◆ PROVIDED TEXT ◆

★ ★ ★ ★ ★

Personal information
- Full name: Daniel Norman
- Born: 8 September 1997 (age 29) Warrington, Cheshire, England
- Height: 6 ft 5 in (1.96 m)
- Weight: 17 st 5 lb (110 kg)

Playing information
- Position: Prop
Club
| Years | Team | Pld | T | G | FG | P |
| 2018–19 | Widnes Vikings | 20 | 1 | 0 | 0 | 4 |
| 2018(loan) | → North Wales Crusaders | 13 | 1 | 0 | 0 | 4 |
| 2020 | London Broncos | 5 | 0 | 0 | 0 | 0 |
| 2021–23 | St Helens | 15 | 2 | 0 | 0 | 8 |
| 2021(loan) | → Salford Red Devils | 1 | 1 | 0 | 0 | 4 |
| 2022(DR) | → Leigh Leopards | 2 | 1 | 0 | 0 | 4 |
| 2023(DR) | → Swinton Lions | 4 | 0 | 0 | 0 | 0 |
| 2023(DR) | → Leigh Leopards | 0 | 0 | 0 | 0 | 0 |
| 2024–2024 | Leigh Leopards | 0 | 0 | 0 | 0 | 0 |
|  | Total | 60 | 6 | 0 | 0 | 24 |
Representative
| Years | Team | Pld | T | G | FG | P |
| 2022– | Ireland | 1 | 0 | 0 | 0 | 0 |
- Source: As of 14 October 2023

= Dan Norman (rugby league) =

Ireland international rugby league footballer

Dan Norman (born 8 September 1997) is a former Ireland international rugby league footballer who last played for Leigh Leopards in the Super League.

He previously played for the Widnes Vikings and St Helens in the Super League and the Championship, and on loan from Widnes Vikings at the North Wales Crusaders in RFL League 1. He has also played for the London Broncos in the Championship.

==Background==

He was born in Warrington, Cheshire, England.

Dan attended birchwood community high school.

★ ★ ★ ★ ★

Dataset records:
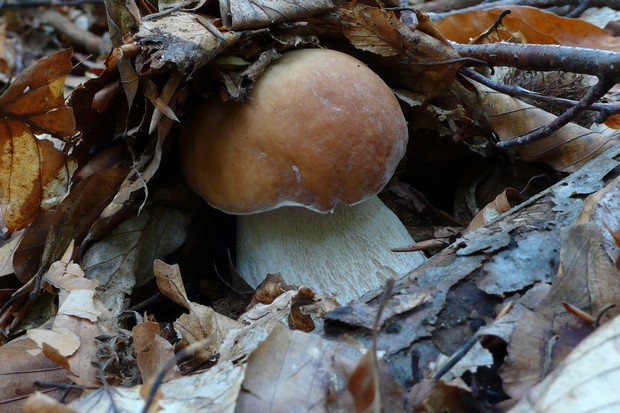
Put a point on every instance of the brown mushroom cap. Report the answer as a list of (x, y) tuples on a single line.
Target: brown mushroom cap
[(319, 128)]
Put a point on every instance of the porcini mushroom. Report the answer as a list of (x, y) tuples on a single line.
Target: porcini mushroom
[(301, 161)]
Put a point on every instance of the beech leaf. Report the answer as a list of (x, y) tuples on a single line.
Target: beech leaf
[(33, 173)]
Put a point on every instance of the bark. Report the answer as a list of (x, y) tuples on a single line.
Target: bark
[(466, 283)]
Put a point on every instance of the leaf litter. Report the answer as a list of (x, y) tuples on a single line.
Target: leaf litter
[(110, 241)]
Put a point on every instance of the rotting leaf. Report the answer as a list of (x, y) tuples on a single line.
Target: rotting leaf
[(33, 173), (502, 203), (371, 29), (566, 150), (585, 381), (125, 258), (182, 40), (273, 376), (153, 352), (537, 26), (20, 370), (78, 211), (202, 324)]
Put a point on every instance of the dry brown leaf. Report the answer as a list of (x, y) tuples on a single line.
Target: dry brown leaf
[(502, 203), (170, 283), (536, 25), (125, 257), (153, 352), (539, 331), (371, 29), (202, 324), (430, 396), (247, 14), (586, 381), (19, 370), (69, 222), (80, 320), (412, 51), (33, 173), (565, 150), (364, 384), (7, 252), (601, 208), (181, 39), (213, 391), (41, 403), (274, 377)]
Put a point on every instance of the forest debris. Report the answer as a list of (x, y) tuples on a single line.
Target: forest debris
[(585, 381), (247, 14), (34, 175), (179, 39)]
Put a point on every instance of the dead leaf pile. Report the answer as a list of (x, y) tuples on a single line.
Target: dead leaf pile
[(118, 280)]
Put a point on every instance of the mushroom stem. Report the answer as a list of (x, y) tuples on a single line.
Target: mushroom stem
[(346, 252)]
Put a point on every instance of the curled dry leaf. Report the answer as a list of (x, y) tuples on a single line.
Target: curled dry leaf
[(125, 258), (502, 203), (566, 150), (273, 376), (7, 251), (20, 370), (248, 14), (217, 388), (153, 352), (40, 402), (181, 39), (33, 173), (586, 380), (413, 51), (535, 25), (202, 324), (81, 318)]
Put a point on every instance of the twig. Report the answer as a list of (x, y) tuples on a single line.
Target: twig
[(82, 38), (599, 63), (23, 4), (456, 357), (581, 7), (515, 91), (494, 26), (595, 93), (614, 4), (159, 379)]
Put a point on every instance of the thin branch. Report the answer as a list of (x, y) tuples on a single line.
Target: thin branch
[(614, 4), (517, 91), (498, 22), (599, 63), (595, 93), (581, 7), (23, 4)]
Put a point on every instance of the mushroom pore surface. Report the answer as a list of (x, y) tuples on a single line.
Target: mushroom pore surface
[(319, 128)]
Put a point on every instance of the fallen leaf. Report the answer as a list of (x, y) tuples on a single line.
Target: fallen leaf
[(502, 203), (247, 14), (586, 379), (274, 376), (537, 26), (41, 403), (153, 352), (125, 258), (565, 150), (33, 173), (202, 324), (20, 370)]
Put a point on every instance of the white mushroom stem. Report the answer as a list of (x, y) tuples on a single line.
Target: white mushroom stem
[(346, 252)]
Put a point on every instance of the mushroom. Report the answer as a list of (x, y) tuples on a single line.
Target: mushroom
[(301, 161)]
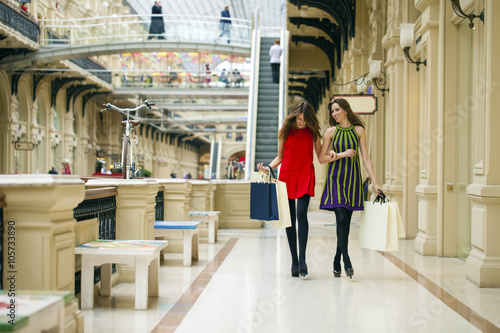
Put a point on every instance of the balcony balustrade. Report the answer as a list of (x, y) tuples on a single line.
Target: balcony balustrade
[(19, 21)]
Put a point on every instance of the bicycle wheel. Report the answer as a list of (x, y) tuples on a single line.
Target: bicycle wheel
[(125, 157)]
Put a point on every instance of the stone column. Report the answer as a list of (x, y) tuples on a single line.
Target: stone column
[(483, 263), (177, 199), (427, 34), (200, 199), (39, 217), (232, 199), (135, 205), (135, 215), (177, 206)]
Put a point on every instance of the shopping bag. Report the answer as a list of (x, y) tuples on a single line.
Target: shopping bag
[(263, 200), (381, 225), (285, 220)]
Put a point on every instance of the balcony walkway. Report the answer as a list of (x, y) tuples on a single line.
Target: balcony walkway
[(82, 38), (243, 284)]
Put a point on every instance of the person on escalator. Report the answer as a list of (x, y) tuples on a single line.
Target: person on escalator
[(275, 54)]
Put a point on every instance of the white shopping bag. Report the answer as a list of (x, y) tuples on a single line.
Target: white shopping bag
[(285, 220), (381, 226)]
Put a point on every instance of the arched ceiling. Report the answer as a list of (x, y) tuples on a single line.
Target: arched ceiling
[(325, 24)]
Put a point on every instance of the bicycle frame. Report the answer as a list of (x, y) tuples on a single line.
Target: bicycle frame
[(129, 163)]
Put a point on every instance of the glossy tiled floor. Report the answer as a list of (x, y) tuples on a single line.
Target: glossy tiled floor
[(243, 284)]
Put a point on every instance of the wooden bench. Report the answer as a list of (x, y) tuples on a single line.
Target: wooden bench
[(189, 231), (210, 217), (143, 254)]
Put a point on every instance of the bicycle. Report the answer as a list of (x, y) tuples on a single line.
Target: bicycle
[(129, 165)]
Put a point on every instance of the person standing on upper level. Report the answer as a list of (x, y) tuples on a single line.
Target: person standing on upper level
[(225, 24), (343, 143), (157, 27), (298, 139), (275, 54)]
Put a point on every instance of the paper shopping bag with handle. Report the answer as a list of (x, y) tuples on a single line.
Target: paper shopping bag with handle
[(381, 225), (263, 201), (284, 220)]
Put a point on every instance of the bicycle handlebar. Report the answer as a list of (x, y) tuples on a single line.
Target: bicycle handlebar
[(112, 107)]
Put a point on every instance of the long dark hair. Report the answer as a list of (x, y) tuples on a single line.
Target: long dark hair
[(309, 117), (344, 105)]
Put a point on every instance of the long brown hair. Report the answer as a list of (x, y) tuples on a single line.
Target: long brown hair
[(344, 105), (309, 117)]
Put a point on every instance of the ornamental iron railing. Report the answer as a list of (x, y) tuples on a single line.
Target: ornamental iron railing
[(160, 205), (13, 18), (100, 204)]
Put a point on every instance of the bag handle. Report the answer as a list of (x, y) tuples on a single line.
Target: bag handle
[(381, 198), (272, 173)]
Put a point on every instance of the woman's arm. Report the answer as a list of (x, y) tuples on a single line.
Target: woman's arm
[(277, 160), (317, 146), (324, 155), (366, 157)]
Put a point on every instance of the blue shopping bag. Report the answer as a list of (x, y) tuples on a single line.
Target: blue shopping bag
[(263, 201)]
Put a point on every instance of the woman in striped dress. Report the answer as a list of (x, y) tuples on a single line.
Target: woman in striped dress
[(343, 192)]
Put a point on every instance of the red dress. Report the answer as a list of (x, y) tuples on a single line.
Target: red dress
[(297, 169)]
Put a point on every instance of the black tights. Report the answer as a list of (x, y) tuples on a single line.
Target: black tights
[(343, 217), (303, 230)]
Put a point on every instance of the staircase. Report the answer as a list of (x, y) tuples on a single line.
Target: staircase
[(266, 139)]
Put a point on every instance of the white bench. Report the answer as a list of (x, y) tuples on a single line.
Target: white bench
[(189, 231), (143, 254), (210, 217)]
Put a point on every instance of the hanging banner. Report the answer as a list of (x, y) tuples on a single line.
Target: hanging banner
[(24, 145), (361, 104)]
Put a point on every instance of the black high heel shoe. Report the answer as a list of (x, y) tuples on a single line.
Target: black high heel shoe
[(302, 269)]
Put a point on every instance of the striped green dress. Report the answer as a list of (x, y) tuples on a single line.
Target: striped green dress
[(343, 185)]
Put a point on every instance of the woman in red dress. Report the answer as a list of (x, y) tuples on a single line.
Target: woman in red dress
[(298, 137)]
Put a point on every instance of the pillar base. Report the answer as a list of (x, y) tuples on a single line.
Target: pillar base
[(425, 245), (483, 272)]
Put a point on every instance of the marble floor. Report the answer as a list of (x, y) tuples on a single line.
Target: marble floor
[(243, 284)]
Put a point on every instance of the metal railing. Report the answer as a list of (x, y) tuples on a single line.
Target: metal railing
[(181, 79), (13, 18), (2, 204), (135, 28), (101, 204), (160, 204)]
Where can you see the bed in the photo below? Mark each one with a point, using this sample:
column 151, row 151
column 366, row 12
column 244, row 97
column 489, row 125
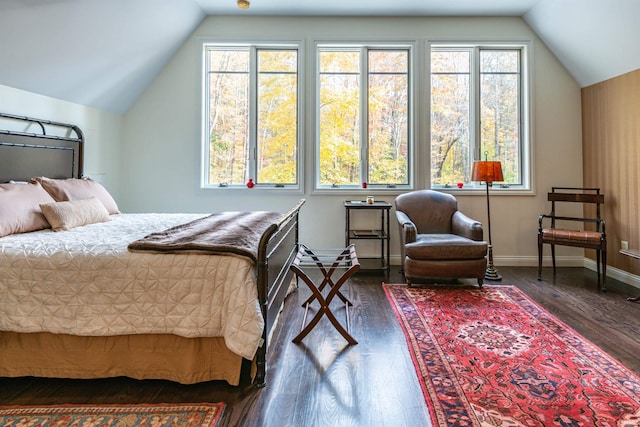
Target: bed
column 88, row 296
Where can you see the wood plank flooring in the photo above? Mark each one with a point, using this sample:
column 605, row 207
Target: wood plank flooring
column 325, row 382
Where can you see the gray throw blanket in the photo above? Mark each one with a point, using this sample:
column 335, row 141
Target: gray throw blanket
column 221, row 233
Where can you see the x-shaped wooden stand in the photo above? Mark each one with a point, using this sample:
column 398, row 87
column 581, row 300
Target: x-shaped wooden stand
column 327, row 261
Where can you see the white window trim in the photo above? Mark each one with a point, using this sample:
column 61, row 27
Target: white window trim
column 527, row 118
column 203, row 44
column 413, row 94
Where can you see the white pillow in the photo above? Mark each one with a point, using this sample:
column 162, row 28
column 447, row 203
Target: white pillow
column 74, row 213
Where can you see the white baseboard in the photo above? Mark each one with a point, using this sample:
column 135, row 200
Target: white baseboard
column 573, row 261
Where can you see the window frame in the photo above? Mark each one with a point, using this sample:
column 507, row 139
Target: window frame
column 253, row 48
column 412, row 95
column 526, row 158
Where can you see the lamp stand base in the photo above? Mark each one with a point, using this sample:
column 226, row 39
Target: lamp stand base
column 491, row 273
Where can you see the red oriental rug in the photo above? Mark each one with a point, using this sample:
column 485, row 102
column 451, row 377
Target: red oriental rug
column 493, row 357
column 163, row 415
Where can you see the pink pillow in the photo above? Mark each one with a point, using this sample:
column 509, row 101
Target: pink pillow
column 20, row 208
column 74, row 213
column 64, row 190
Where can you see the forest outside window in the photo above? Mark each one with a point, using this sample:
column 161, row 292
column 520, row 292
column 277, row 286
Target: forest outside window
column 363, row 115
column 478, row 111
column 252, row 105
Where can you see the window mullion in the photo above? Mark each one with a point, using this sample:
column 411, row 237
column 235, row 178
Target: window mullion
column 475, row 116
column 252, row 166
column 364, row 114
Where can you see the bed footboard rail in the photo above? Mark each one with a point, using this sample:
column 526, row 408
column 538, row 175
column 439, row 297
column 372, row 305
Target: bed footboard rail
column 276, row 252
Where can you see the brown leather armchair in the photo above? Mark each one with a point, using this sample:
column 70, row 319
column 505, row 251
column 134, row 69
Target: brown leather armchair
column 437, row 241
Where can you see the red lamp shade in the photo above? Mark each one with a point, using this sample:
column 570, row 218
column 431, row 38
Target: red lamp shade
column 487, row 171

★ ★ ★ ★ ★

◆ QUESTIONS ◆
- A) In which town was Dan Norman born, according to the rugby league biography?
- B) Please continue the Dan Norman biography, starting after its final sentence about his school.

◆ RESULTS IN ORDER ◆
- A) Warrington, Cheshire, England.

- B)
==Career==
===Widnes Vikings===
Norman made his début for the Widnes club in the Super League against Salford in June 2018. He played 20 games and only scored 1 try.

===North Wales Crusaders (loan)===
In 2018, Norman signed (on loan) for the North Wales Crusaders where he played 13 games and scored 1 try for them.

===Salford Red Devils (loan)===
On 8 July 2021 it was reported that he had joined Salford in the Super League on a short loan
On 9 August 2021 it was reported that he had re-joined the Salford club in the Super League on a one-week loan, following the announcement of Lee Mossop's immediate retirement due to injury.

===Leigh Leopards (DR)===
He signed for the Leigh Leopards on DR loan of the 2022 season where he played twice and scored once.

===St Helens===
In 2021, it was reported that he went to St Helens in the Super League with a one-year deal. Norman would later in 2022 sign another contract for St Helens for another year. On 21 September 2023, it was announced that Norman would depart St Helens at the end of the 2023 Super League season.

===Leigh Leopards===
On 13 October 2023, it was reported that he had signed a permanent two-year deal to join Leigh Leopards for the 2024 season.
Norman played 12 games for Leigh in the 2024 Super League season which saw the club finish fifth on the table.

On 22 November 2024 Dan announced his retirement from rugby league. As a result an early release was granted from his contract with the Leigh Leopards.

===Ireland===
In the 2022 Rugby League World Cup he was announced in the Ireland World Cup squad, and would later make his début versus New Zealand off of the bench.